** start of Records supplied **

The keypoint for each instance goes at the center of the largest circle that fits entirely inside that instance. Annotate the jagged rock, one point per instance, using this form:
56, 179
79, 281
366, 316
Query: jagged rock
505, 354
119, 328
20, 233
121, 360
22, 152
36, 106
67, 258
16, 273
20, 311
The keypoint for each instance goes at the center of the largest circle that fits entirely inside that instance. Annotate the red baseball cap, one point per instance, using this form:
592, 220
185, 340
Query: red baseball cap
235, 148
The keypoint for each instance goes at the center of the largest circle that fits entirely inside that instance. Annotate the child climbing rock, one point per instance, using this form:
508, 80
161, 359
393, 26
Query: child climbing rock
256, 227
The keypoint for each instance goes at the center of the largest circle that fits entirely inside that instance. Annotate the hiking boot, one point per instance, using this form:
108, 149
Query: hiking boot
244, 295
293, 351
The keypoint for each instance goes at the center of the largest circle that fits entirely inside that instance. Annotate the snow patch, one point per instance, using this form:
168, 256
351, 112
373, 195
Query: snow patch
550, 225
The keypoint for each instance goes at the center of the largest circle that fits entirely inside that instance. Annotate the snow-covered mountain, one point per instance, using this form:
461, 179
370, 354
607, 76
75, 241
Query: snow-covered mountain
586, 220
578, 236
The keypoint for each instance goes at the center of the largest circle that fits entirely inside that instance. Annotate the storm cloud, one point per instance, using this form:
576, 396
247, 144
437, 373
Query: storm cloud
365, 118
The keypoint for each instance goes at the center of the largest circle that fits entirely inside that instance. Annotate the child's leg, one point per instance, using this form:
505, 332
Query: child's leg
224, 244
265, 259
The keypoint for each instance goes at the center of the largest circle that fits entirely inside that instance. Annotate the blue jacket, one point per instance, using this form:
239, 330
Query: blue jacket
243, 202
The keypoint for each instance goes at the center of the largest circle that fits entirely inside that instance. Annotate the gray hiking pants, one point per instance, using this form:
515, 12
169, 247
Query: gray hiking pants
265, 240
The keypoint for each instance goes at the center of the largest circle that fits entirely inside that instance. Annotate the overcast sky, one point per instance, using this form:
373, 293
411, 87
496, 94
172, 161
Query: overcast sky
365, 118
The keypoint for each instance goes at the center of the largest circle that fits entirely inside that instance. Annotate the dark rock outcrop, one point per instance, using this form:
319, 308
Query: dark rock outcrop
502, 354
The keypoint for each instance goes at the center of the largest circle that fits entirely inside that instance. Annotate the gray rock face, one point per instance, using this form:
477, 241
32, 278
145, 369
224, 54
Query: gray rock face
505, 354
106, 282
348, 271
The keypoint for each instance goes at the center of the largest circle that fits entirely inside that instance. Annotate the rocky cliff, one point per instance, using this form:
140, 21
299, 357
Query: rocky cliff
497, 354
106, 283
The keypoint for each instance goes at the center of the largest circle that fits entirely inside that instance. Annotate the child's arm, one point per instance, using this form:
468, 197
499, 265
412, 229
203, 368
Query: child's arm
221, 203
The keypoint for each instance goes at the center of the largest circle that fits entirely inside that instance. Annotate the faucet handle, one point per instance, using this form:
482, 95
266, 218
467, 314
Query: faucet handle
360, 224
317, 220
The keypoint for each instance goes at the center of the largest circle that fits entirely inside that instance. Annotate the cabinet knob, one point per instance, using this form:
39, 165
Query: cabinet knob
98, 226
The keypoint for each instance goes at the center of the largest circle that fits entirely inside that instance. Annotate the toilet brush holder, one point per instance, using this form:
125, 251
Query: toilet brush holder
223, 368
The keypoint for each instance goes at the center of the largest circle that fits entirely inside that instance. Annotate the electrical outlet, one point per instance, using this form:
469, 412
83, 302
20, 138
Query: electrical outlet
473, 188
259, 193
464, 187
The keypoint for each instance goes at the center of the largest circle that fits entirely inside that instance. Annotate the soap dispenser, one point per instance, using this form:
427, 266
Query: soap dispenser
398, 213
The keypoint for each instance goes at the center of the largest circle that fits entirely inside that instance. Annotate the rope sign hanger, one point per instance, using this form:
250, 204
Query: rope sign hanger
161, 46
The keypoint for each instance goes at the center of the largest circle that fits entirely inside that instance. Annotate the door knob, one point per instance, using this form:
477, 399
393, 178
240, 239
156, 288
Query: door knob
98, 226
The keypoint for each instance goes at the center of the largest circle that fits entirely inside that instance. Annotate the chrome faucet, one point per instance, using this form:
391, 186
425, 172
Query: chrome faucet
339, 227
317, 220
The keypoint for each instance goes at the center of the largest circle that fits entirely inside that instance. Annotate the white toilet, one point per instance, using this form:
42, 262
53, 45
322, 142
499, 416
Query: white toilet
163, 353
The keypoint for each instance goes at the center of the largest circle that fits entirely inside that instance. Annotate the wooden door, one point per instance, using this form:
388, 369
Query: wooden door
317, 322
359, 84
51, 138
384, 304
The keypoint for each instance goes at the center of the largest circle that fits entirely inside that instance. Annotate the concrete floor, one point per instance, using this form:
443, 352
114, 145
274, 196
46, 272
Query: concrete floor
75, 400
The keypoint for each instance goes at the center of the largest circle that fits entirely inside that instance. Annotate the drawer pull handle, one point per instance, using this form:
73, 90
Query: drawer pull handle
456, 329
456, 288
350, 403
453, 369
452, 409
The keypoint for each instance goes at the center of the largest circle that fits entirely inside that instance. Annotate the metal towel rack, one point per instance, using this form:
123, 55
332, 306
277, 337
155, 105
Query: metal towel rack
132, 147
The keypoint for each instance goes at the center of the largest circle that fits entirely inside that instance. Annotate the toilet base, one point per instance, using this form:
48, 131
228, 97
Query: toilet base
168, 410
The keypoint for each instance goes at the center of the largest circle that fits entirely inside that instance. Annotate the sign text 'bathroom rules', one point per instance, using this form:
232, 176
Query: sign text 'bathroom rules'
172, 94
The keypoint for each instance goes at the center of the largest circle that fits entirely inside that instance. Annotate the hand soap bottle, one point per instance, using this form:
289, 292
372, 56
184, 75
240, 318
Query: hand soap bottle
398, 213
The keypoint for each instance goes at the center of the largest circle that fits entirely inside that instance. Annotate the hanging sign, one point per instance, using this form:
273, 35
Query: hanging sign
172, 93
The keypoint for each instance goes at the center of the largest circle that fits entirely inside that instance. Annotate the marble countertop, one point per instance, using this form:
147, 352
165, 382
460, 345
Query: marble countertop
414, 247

** end of Records supplied **

Write the data from above out again, exactly.

**Response to the task:**
The keypoint for each instance goes at the center of the largest circle that fits entirely inside that instance. Annotate the jagged rock, one point per instance, using this form:
56, 179
79, 281
366, 316
Query: jagged rock
505, 354
119, 328
20, 233
121, 360
22, 152
36, 106
67, 258
16, 273
20, 311
The keypoint for each instance goes at the center of the largest circle that fits entirely inside that instance. Annotate the red baseball cap, one point per instance, using this form:
592, 220
185, 340
Query: red baseball cap
235, 148
The keypoint for each instance goes at the center of the largest circle that fits entirely inside that instance. Annotate the child climbing rock, one point per instance, using this form:
508, 80
161, 359
393, 26
Query: child climbing rock
256, 227
The keypoint for each instance goes at the center of the largest circle that fits entirely inside that instance. Annotate the hiking boot, one point per instance, using this form:
108, 149
Query: hiking boot
244, 295
293, 351
The keypoint for each instance goes at the center of the largest circle that fits entirely inside that instance. Annotate the snow patch, one point per instance, using this form:
168, 256
351, 112
373, 195
Query: snow patch
550, 225
The keypoint for each instance goes at the center of the largest circle that fits entirely inside that instance. Annotate the snow-covered mountain, one point per instance, using this form:
461, 179
370, 354
607, 76
75, 241
Query: snow-covered mountain
586, 220
578, 236
The keypoint for each instance goes at the center of the largest circle that fits entirely inside that instance. Annotate the storm cloud, one point per instance, using this form:
576, 396
247, 144
437, 373
Query: storm cloud
365, 118
The keypoint for each instance goes at the center of the largest circle that fits entirely inside that instance. Annotate the child's leg, one point per instance, using this form:
505, 332
Query: child's leg
224, 244
265, 259
The keypoint for each instance goes at the center of the largest circle that fits entirely inside that instance. Annotate the blue jacket, one point per instance, using this form:
239, 330
Query: blue jacket
243, 202
The keypoint for each instance goes at the center of the largest circle that fits entirely inside that instance. Annotate the gray hiking pants, one point per instance, using this form:
515, 12
169, 247
Query: gray hiking pants
265, 240
The keypoint for each instance goes at the center of the largest circle that fits entirely inside that instance. Annotate the overcast sky, one point per instance, using this form:
373, 293
411, 87
496, 94
172, 161
Query: overcast sky
365, 118
The keypoint for each instance goes at the center of the largest circle that fits entirely inside that instance. Annotate the dark rock outcrop, one point per instance, using this form:
319, 308
Query: dark rock outcrop
502, 354
The keypoint for each instance goes at the center of the largest circle that fits entirely inside that instance. Annotate the gray rock face, one point per instance, using this form:
477, 241
32, 278
145, 369
224, 54
Query: gray rock face
505, 354
106, 282
348, 271
The keypoint for each instance goes at the center of the largest circle that fits entirely inside that instance. Annotate the rocky cliff, one point per instance, using this form:
140, 21
299, 357
Query: rocky cliff
497, 354
106, 283
The keypoint for each instance goes at the center of the largest circle that fits entirely inside that instance. Annotate the child's arm, one point per instance, using this form:
468, 197
499, 265
412, 229
203, 368
Query: child's arm
221, 203
The keypoint for each instance goes at the center of the largest circle that fits entirely inside that instance. Annotate the faucet handle, one point per instance, using this form:
482, 95
266, 218
467, 314
Query: faucet handle
360, 224
317, 220
The keypoint for each instance goes at the center of the largest circle that fits entirely inside that instance. Annotate the cabinet knob, one point per instance, using this form:
39, 165
Query: cabinet knob
98, 226
The keypoint for each instance goes at the center of the largest circle that fits entirely inside that instance. Annotate the toilet brush holder, one point per instance, using this form:
125, 251
Query: toilet brush holder
223, 368
The keypoint for each instance goes at the center of the largest circle that fits entirely inside that instance. Annotate the electrical outlet, one point per instance, using this form:
469, 412
83, 302
20, 138
Query: electrical outlet
473, 188
259, 193
464, 187
The keypoint for each instance goes at the center of the largest circle that fits entirely inside that instance. Annotate the soap dispenser, one point per instance, using this form:
427, 266
Query: soap dispenser
398, 213
The keypoint for each instance goes at the center of the largest circle that fits entirely inside that instance. Annotate the rope sign hanger, one point per instance, using this form:
250, 204
Query: rope sign hanger
161, 46
The keypoint for each instance goes at the center of the largest circle that fits entirely inside that instance. Annotate the door knob, one point per instance, using this form:
477, 399
393, 178
240, 239
156, 288
Query: door knob
98, 226
The keypoint for each instance goes at the center of the largest circle that fits entirely inside that instance. Annotate the chrome faucet, one point per instance, using this form:
391, 186
425, 172
Query: chrome faucet
339, 227
317, 220
The keypoint for each instance goes at the center of the largest circle that fits entirely inside that instance. Annotate the white toilet, one point per instance, using this form:
42, 262
53, 45
322, 142
499, 416
Query: white toilet
163, 353
The keypoint for each instance goes at the center of the largest circle that fits entirely inside that instance. Annotate the wooden door, one point per instance, using this form:
388, 369
Query: wooden door
317, 322
359, 84
51, 138
384, 304
The keypoint for each instance goes at the center of the largest circle that fits entirely inside that instance. Annotate the concrete floor, one point per instance, using this form:
443, 352
114, 145
274, 196
46, 272
Query: concrete floor
75, 400
The keypoint for each instance goes at the center of the largest circle that fits entirely inside that instance. Annotate the drawer pull handle, one point per instance, using this form:
73, 90
Query: drawer pull handle
456, 329
456, 288
350, 403
453, 369
452, 409
The keypoint for each instance goes at the center of the largest circle that fits entirely inside that instance. Annotate the metal towel rack, one point per instance, using this form:
123, 55
332, 306
277, 337
155, 105
Query: metal towel rack
132, 147
The keypoint for each instance goes at the center of the largest circle that fits entirely inside that instance. Annotate the toilet base, one point per instance, using this form:
48, 131
228, 97
Query: toilet base
168, 410
The keypoint for each instance goes at the center of the largest circle that fits entirely inside that instance. Annotate the sign text 'bathroom rules', one point per instance, using this form:
232, 176
Query: sign text 'bathroom rules'
172, 94
The keypoint for each instance goes at the center of the largest circle that fits entirely inside that instance. Annotate the hand soap bottle, one point per instance, using this form:
289, 292
372, 56
184, 75
240, 318
Query: hand soap bottle
398, 213
The keypoint for each instance goes at the center of the largest circle that fits entirely inside that instance. Annotate the hanging sign, one point per instance, using this form:
273, 35
Query: hanging sign
172, 93
The keypoint for each instance goes at the center of the largest circle that fits entirely inside that instance. Annotate the marble countertop, one point per instance, using this form:
147, 352
165, 382
460, 345
Query: marble countertop
414, 247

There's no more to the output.